> [Problem to solve]: Except for the pictures, retype the records that follow exactly.
*** Opening of Exercise materials ***
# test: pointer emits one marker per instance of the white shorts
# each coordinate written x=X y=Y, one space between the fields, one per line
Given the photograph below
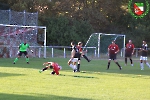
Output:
x=143 y=58
x=74 y=60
*** Close of Exercise materials ***
> [Exercise solution]:
# test: pointer emits one marker per instance of the white shorts
# each coordinate written x=X y=Y, one space between the fields, one per line
Given the photograph below
Output:
x=143 y=58
x=74 y=60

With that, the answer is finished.